------ SOURCE INFORMATION

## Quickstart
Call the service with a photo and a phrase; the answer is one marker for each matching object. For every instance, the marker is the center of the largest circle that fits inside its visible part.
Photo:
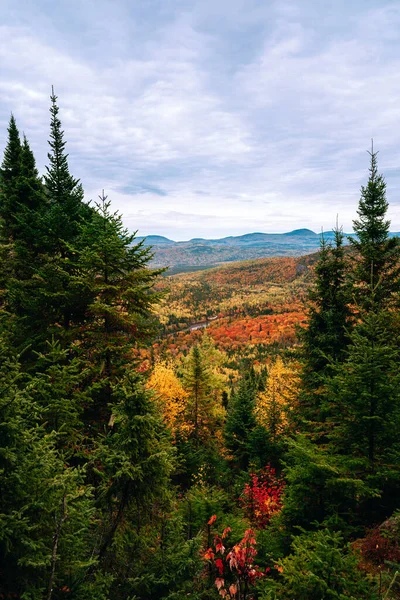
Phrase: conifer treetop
(12, 153)
(61, 186)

------------

» **TASK DETAILS**
Quote every record above exactly, leaving out the pictures.

» **WRITTEN ANSWER**
## Quickstart
Call the service with a photo and a phrase; the answer is one marker for each matching object. For every instance, the marker is the center of the largest circle that fits inside its visible part.
Photo:
Phrase: conifer treetop
(12, 153)
(61, 186)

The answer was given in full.